Bebidas alcoólicas deveriam trazer informações sobre o risco de câncer, assim como ocorre com os cigarros. Esse foi o alerta da principal autoridade de saúde pública dos EUA, Vivek Murthy, com base no relatório “Global Status Report for Alcohol and Health“. No Brasil, igrejas e comunidades terapêuticas podem ser aliadas no combate ao consumo abusivo de álcool e suas consequências para o alcoólatra e sua família.
A recomendação de Murthy não tem relação com moralidade; ela se baseia em dados. O álcool é a terceira maior causa de câncer nos EUA, atrás apenas do tabaco e da obesidade. No Brasil, a situação não é diferente. Dados do Ministério da Saúde mostram que o consumo abusivo entre adultos subiu de 18,4% em 2021 para 20,8% em 2023.
Embora o consumo de álcool seja associado a momentos de interação social, vale lembrar que o alcoolismo é uma doença crônica. Fatores como predisposição genética, traumas emocionais e ambientes que estimulam o uso de álcool contribuem para o desenvolvimento da dependência. Muitas pessoas percebem sua vulnerabilidade apenas quando o vício já compromete sua saúde e relações.
A religiosidade pode ser uma proteção contra comportamentos de risco. Um estudo da PUC do Paraná revelou que adolescentes com maior envolvimento religioso tendem a consumir menos álcool. Outra pesquisa, do Cisa (Centro de Informações sobre Saúde e Álcool), mostrou que 73% dos evangélicos são abstêmios, enquanto apenas 11% consomem álcool de forma abusiva.
A maioria das igrejas evangélicas brasileiras adota uma postura restritiva em relação ao álcool, promovendo a moderação ou a abstenção total. Igrejas históricas tendem a enfatizar o equilíbrio, enquanto muitas comunidades pentecostais transformam a proibição em regra disciplinar. Para indivíduos com histórico familiar de dependência, essas posturas desestimulam o consumo e promovem valores como sobriedade e autocontrole.

──────────

ATIVIDADE 1
Resuma em duas frases o texto sobre o consumo de álcool.
ATIVIDADE 2
Reproduza o trecho do texto sobre o consumo de álcool que começa com as palavras "Bebidas alcoólicas deveriam" e termina com "20,8% em 2023.".
As entradas abaixo provêm de outra fonte.

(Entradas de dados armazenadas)
──────────

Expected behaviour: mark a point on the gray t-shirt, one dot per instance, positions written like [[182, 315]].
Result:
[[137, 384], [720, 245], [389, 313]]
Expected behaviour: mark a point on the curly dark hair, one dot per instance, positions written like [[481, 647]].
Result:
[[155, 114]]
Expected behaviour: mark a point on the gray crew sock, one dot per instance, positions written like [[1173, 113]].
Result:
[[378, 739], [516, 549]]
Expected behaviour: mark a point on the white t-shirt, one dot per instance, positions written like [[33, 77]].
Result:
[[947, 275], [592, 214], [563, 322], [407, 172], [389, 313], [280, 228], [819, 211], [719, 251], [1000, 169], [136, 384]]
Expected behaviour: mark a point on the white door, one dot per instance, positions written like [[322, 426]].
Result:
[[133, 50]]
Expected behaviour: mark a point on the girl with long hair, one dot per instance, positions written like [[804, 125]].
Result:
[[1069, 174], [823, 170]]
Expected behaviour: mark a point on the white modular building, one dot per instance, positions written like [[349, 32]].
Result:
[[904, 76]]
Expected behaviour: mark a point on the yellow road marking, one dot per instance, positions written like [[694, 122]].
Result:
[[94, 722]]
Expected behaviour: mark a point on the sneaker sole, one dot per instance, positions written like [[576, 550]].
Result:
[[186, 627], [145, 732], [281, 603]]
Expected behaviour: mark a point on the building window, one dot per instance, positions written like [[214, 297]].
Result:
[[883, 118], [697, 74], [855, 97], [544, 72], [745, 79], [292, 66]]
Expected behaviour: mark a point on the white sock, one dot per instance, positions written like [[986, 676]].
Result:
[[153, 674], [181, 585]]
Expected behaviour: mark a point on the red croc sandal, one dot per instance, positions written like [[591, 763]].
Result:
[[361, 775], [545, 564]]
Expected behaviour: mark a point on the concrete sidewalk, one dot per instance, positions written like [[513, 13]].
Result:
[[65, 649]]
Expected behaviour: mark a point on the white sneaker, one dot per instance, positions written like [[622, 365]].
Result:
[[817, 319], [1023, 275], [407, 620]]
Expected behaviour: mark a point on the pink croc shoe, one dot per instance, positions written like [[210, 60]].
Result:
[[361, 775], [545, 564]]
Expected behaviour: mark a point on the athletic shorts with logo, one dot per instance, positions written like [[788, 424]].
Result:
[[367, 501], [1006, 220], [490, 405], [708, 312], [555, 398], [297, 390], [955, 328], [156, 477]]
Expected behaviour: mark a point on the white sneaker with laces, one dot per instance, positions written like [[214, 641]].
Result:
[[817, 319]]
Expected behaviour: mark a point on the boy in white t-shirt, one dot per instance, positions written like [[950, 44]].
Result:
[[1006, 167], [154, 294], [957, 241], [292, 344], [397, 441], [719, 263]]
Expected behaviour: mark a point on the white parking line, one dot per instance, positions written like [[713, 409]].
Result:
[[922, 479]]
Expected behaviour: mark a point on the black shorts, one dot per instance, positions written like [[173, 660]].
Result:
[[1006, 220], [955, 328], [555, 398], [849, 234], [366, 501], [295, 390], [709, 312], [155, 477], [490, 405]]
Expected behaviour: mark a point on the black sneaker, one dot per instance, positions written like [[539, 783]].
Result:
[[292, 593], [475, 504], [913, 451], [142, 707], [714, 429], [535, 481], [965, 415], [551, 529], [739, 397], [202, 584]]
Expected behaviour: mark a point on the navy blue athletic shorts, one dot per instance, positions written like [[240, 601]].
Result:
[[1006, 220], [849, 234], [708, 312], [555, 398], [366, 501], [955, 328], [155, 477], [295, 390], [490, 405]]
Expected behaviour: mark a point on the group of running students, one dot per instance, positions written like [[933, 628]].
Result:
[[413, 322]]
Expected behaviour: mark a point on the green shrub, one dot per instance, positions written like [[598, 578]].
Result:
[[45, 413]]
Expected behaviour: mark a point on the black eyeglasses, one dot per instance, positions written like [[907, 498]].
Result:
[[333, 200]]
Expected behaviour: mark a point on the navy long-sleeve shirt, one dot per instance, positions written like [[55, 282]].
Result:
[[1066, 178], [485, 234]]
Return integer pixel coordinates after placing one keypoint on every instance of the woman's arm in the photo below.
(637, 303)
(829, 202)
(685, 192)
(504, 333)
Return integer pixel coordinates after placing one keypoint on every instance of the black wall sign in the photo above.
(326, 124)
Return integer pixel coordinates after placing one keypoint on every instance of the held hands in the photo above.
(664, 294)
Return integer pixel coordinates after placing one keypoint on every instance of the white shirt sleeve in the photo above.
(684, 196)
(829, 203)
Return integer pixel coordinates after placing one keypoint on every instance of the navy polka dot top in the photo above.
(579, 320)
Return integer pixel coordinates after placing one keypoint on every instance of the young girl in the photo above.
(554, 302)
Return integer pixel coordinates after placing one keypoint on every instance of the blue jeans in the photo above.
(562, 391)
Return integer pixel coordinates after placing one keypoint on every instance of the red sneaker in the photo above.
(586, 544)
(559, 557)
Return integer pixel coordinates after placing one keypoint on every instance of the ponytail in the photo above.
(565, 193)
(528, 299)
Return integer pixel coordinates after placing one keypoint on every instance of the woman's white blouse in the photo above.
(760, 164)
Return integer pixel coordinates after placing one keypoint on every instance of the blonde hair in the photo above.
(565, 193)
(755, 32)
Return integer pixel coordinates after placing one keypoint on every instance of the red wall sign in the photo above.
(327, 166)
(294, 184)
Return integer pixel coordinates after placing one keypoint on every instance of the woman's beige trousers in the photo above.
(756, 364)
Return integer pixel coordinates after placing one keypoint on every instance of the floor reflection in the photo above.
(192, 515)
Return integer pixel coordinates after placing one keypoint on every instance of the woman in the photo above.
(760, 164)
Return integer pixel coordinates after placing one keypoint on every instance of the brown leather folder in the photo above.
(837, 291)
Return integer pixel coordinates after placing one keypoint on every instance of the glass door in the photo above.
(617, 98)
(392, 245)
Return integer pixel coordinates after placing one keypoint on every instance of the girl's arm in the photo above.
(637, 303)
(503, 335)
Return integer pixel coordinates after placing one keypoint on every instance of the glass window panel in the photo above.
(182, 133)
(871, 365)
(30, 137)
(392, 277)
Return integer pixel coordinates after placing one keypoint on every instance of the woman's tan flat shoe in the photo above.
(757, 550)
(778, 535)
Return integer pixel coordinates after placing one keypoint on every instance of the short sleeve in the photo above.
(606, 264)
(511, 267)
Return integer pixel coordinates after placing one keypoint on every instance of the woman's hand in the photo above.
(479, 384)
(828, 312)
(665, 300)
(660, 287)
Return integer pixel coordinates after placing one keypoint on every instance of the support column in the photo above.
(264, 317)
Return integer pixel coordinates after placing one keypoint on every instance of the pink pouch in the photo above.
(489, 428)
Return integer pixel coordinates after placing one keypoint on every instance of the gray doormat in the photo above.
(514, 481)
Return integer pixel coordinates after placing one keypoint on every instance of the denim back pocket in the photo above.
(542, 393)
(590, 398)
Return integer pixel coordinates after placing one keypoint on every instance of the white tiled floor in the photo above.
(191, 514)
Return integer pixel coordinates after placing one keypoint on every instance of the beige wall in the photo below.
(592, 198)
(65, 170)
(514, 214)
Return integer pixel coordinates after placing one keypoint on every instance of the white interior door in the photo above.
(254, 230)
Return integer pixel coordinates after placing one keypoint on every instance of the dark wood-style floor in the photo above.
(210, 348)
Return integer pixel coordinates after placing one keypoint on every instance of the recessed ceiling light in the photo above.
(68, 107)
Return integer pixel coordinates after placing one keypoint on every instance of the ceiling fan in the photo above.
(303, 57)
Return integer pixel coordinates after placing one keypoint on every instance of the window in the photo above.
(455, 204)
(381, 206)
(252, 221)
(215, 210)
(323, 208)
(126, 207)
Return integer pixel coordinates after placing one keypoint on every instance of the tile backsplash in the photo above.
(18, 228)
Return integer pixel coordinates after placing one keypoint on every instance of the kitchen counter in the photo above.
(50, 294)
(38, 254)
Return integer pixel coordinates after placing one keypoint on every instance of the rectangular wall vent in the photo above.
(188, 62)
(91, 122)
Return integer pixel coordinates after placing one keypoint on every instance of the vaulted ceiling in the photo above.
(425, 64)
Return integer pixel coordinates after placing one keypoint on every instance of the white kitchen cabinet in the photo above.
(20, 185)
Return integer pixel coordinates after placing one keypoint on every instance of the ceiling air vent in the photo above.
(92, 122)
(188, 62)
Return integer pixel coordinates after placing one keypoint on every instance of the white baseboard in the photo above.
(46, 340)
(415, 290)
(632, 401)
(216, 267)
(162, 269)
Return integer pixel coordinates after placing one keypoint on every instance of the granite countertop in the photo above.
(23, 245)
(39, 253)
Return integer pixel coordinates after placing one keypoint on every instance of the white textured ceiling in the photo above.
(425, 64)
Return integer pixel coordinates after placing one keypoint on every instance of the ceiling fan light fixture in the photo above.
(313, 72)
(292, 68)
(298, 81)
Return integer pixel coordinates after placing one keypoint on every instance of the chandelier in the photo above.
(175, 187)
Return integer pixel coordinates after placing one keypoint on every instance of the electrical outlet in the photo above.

──────────

SUA SOLUÇÃO 1
Com base em dados, a principal autoridade de saúde pública dos EUA recomendou que bebidas alcoólicas tragam informações sobre o risco de câncer, e no Brasil o consumo abusivo entre adultos subiu de 18,4% em 2021 para 20,8% em 2023. O alcoolismo é descrito como uma doença crônica, e a religiosidade, assim como a postura restritiva da maioria das igrejas evangélicas, aparece como proteção que desestimula o consumo.

SUA SOLUÇÃO 2
Bebidas alcoólicas deveriam trazer informações sobre o risco de câncer, assim como ocorre com os cigarros. Esse foi o alerta da principal autoridade de saúde pública dos EUA, Vivek Murthy, com base no relatório “Global Status Report for Alcohol and Health“. No Brasil, igrejas e comunidades terapêuticas podem ser aliadas no combate ao consumo abusivo de álcool e suas consequências para o alcoólatra e sua família.
A recomendação de Murthy não tem relação com moralidade; ela se baseia em dados. O álcool é a terceira maior causa de câncer nos EUA, atrás apenas do tabaco e da obesidade. No Brasil, a situação não é diferente. Dados do Ministério da Saúde mostram que o consumo abusivo entre adultos subiu de 18,4% em 2021 para 20,8% em 2023.